Collection entries:
======
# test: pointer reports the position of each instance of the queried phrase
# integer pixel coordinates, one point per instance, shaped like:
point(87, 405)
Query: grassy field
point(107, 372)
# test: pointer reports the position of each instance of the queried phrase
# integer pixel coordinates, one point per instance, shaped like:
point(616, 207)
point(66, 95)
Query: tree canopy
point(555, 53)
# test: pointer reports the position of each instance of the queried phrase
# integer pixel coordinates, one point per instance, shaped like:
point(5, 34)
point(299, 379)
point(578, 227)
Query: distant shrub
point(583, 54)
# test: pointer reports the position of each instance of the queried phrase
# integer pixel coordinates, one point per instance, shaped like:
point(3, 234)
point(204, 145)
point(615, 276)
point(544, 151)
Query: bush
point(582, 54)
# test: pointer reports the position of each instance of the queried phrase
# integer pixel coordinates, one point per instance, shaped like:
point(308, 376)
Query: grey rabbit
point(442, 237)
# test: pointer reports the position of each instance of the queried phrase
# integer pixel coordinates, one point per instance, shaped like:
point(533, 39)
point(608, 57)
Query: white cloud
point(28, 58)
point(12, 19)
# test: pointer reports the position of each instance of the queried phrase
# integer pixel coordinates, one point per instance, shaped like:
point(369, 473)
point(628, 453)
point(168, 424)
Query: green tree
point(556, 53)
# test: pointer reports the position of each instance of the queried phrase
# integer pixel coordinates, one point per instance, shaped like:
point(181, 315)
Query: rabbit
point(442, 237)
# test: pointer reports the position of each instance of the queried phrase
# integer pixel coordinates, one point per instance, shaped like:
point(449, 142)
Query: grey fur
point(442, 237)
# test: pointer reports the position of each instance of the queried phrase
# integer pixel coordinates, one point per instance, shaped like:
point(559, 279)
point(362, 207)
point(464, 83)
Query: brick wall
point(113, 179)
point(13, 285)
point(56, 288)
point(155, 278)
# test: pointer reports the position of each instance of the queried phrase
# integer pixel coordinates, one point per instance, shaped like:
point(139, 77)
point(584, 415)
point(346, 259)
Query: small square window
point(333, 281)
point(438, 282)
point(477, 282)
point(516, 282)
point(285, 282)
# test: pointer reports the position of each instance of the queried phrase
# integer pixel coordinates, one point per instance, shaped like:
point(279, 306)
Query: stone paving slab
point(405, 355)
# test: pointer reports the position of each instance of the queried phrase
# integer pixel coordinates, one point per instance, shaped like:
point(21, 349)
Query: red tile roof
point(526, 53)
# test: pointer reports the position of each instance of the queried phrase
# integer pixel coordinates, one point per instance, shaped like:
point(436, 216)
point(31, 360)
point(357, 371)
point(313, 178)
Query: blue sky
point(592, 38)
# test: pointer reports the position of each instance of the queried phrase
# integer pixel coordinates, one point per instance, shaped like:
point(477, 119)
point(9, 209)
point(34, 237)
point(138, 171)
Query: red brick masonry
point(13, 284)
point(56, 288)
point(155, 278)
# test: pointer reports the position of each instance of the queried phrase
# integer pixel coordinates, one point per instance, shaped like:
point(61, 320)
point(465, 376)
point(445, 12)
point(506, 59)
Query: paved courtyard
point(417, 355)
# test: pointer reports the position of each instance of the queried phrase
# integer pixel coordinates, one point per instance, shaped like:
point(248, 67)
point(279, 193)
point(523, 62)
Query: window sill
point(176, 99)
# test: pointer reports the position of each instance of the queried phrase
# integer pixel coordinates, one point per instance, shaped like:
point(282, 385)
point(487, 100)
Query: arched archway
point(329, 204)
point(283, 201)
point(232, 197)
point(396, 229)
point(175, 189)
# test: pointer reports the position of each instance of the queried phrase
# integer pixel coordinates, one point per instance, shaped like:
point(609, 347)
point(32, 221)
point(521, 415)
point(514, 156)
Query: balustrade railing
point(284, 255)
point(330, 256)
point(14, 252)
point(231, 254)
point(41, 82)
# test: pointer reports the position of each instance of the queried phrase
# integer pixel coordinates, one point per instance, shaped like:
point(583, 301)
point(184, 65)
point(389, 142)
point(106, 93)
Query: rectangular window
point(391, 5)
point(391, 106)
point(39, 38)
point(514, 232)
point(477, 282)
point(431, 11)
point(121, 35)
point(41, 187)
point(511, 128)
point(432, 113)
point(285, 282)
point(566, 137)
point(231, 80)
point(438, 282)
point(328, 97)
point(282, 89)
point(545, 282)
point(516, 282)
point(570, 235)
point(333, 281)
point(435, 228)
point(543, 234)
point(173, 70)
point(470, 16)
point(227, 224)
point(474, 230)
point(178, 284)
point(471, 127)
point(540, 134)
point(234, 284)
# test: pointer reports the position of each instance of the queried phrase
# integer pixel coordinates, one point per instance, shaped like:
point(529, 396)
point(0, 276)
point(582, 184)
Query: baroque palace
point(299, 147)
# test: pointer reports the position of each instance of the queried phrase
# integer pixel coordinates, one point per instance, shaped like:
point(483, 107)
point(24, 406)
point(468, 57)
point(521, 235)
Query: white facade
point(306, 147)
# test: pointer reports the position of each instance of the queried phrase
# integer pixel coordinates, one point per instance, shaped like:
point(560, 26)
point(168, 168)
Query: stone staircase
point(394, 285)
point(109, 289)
======
Goal of the exercise — Each line of the records should be repeated exactly as it stands.

Task answer —
# test: pointer reports the position of each instance of the queried phrase
# integer pixel coordinates, one point per instance, shaped like:
point(87, 405)
Query: grassy field
point(107, 372)
# test: pointer reports the position of each instance of the queried phrase
# integer pixel coordinates, one point per instance, shaped like:
point(616, 207)
point(66, 95)
Query: tree canopy
point(555, 53)
# test: pointer reports the position of each instance of the queried phrase
# integer pixel coordinates, one point per instance, shaped like:
point(5, 34)
point(299, 379)
point(578, 227)
Query: distant shrub
point(583, 54)
# test: pointer reports the position of each instance of the queried phrase
# integer pixel coordinates, one point per instance, shaped like:
point(3, 234)
point(204, 145)
point(615, 276)
point(544, 151)
Query: bush
point(582, 54)
# test: pointer reports the position of each instance of the queried phrase
# integer pixel coordinates, one point per instance, shaped like:
point(308, 376)
Query: grey rabbit
point(442, 237)
# test: pointer reports the position of each instance of the queried phrase
# integer pixel coordinates, one point per instance, shaped like:
point(533, 39)
point(608, 57)
Query: white cloud
point(28, 58)
point(12, 19)
# test: pointer reports the position of each instance of the queried phrase
# integer pixel coordinates, one point per instance, shaped like:
point(369, 473)
point(628, 453)
point(168, 424)
Query: green tree
point(556, 53)
# test: pointer reports the position of each instance of the queried phrase
# integer pixel coordinates, one point per instance, shaped like:
point(181, 315)
Query: rabbit
point(442, 237)
# test: pointer reports the position of each instance of the queried phrase
# integer pixel coordinates, one point per instance, shaped like:
point(449, 142)
Query: grey fur
point(442, 237)
# test: pointer reports the position of each instance of the queried phrase
# integer pixel coordinates, one point per instance, shaped like:
point(559, 279)
point(362, 207)
point(464, 83)
Query: brick wall
point(113, 179)
point(13, 285)
point(56, 288)
point(155, 278)
# test: pointer reports the position of each instance of the queried phrase
# integer pixel coordinates, one point per instance, shaped like:
point(139, 77)
point(584, 415)
point(346, 259)
Query: small square window
point(333, 281)
point(438, 282)
point(477, 282)
point(516, 282)
point(285, 282)
# test: pointer reports the position of each instance of the queried phrase
# integer pixel coordinates, one point per instance, shaped like:
point(279, 306)
Query: stone paving slab
point(405, 355)
# test: pointer reports the position of each instance of the queried phrase
# integer pixel coordinates, one point per instance, shaped like:
point(21, 349)
Query: red tile roof
point(526, 53)
# test: pointer reports the position of each instance of the queried phrase
# integer pixel coordinates, one point per instance, shaped like:
point(436, 216)
point(31, 360)
point(357, 371)
point(313, 178)
Query: blue sky
point(592, 38)
# test: pointer reports the position of each instance of the queried phrase
# integer pixel coordinates, one point per instance, shaped like:
point(477, 119)
point(9, 209)
point(34, 237)
point(138, 171)
Query: red brick masonry
point(13, 284)
point(56, 288)
point(155, 278)
# test: pointer reports the position of each instance of the queried phrase
# integer pixel coordinates, one point per instance, shaped like:
point(61, 320)
point(465, 376)
point(445, 12)
point(506, 59)
Query: paved courtyard
point(417, 355)
# test: pointer reports the position of each instance of the queried phrase
# integer pixel coordinates, one point per instance, shaped like:
point(248, 67)
point(279, 193)
point(523, 62)
Query: window sill
point(176, 99)
# test: pointer reports the position of each instance of the queried phrase
# integer pixel coordinates, one point per instance, shaped like:
point(282, 385)
point(487, 100)
Query: arched archway
point(329, 204)
point(283, 201)
point(232, 197)
point(396, 229)
point(175, 189)
# test: pointer reports the position of each instance of the queried phrase
# integer pixel coordinates, one point per instance, shaped like:
point(609, 347)
point(32, 221)
point(521, 415)
point(514, 156)
Query: balustrade railing
point(284, 255)
point(330, 256)
point(14, 252)
point(231, 254)
point(41, 82)
# test: pointer reports the position of each instance of the queried phrase
# integer pixel coordinates, one point per instance, shaped like:
point(583, 301)
point(184, 65)
point(389, 142)
point(106, 93)
Query: rectangular window
point(391, 5)
point(391, 106)
point(39, 38)
point(514, 232)
point(477, 282)
point(431, 11)
point(121, 35)
point(41, 187)
point(511, 128)
point(432, 113)
point(285, 282)
point(566, 137)
point(231, 80)
point(438, 282)
point(328, 97)
point(282, 89)
point(545, 282)
point(516, 282)
point(570, 235)
point(333, 281)
point(435, 228)
point(543, 234)
point(173, 70)
point(470, 16)
point(227, 224)
point(474, 230)
point(178, 284)
point(471, 127)
point(540, 134)
point(234, 284)
# test: pointer reports the position of each instance of the queried phrase
# integer pixel coordinates, one point per instance, shaped like:
point(529, 396)
point(0, 276)
point(582, 184)
Query: baroque palace
point(299, 147)
# test: pointer reports the position of each instance of the queried phrase
# integer pixel coordinates, one point per instance, shaped like:
point(483, 107)
point(24, 406)
point(468, 57)
point(521, 235)
Query: white facade
point(306, 147)
# test: pointer reports the position of each instance of the queried phrase
# integer pixel coordinates, one point per instance, shaped like:
point(560, 26)
point(168, 168)
Query: stone staircase
point(394, 285)
point(109, 289)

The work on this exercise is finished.